- Exercise prompt: Collect every row below that contains the string "leaf", and copy each of those rows in full.

- Source data:
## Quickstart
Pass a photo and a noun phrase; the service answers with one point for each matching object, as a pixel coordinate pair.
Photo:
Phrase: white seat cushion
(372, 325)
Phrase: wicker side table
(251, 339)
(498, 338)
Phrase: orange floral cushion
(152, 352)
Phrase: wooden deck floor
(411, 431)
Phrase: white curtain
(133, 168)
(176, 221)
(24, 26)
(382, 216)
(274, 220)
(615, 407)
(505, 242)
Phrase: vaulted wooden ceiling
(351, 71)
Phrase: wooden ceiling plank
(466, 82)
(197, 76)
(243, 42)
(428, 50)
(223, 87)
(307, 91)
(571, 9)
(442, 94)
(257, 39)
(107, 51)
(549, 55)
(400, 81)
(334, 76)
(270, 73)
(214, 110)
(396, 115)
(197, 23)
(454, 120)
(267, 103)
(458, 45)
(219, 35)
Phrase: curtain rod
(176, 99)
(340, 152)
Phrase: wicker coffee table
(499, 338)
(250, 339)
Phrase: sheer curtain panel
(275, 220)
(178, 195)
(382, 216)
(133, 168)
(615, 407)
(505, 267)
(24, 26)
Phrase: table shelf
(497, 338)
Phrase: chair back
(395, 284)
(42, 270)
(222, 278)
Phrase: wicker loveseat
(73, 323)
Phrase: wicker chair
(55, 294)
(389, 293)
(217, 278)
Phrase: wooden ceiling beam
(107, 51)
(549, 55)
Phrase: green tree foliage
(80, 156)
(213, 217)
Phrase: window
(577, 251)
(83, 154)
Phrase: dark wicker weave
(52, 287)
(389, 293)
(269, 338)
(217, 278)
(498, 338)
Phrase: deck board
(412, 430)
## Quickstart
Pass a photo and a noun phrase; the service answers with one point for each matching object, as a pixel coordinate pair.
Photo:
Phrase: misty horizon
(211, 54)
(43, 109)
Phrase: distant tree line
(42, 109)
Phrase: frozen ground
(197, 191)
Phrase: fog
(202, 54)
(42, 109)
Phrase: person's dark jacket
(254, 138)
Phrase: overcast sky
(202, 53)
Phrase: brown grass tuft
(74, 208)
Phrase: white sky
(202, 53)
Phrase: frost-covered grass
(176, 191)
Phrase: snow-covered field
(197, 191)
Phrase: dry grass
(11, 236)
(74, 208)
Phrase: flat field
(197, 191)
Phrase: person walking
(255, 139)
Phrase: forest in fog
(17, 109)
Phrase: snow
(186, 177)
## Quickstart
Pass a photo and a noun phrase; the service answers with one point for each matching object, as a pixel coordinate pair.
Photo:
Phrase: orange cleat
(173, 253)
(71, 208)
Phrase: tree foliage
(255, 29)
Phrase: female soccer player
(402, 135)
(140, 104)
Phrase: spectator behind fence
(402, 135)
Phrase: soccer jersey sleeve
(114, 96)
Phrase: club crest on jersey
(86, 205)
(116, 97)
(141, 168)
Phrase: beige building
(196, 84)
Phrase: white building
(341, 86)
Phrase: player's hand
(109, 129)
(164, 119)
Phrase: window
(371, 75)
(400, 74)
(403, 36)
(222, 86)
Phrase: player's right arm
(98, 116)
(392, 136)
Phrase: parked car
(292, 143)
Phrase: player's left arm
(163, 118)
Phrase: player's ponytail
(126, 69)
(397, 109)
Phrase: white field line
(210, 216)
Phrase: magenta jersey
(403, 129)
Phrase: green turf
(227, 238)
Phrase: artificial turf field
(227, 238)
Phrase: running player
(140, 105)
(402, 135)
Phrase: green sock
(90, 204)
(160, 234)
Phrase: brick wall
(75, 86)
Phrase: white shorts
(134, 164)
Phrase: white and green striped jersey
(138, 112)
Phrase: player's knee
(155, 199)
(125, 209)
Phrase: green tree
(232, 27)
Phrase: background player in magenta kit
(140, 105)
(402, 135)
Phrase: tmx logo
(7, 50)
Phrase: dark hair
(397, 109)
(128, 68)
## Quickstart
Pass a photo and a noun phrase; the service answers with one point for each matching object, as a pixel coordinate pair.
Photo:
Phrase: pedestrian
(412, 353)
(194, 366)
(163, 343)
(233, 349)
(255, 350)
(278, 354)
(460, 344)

==

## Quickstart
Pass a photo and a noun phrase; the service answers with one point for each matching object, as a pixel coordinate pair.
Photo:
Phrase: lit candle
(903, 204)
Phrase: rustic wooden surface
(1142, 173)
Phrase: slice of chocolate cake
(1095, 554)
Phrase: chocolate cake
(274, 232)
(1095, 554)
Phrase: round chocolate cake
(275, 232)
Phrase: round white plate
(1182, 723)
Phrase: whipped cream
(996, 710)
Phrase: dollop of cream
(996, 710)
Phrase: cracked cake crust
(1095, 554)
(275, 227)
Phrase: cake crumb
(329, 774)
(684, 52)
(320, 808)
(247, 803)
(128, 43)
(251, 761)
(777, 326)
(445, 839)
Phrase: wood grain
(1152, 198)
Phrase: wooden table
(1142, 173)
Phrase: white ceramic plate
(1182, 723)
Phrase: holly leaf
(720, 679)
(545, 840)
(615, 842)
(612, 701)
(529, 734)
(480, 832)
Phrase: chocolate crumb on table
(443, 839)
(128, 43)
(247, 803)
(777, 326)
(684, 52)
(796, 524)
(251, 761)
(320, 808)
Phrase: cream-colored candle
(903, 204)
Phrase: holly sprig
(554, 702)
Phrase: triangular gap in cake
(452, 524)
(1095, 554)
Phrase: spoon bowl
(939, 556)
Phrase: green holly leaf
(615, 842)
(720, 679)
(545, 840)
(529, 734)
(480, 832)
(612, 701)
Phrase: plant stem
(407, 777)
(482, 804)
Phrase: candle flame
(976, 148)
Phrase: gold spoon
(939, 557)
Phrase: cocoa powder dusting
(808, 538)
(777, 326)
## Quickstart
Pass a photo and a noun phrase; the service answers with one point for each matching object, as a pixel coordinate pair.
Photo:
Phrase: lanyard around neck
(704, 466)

- The result:
Phrase: holly leaf
Phrase: green holly leaf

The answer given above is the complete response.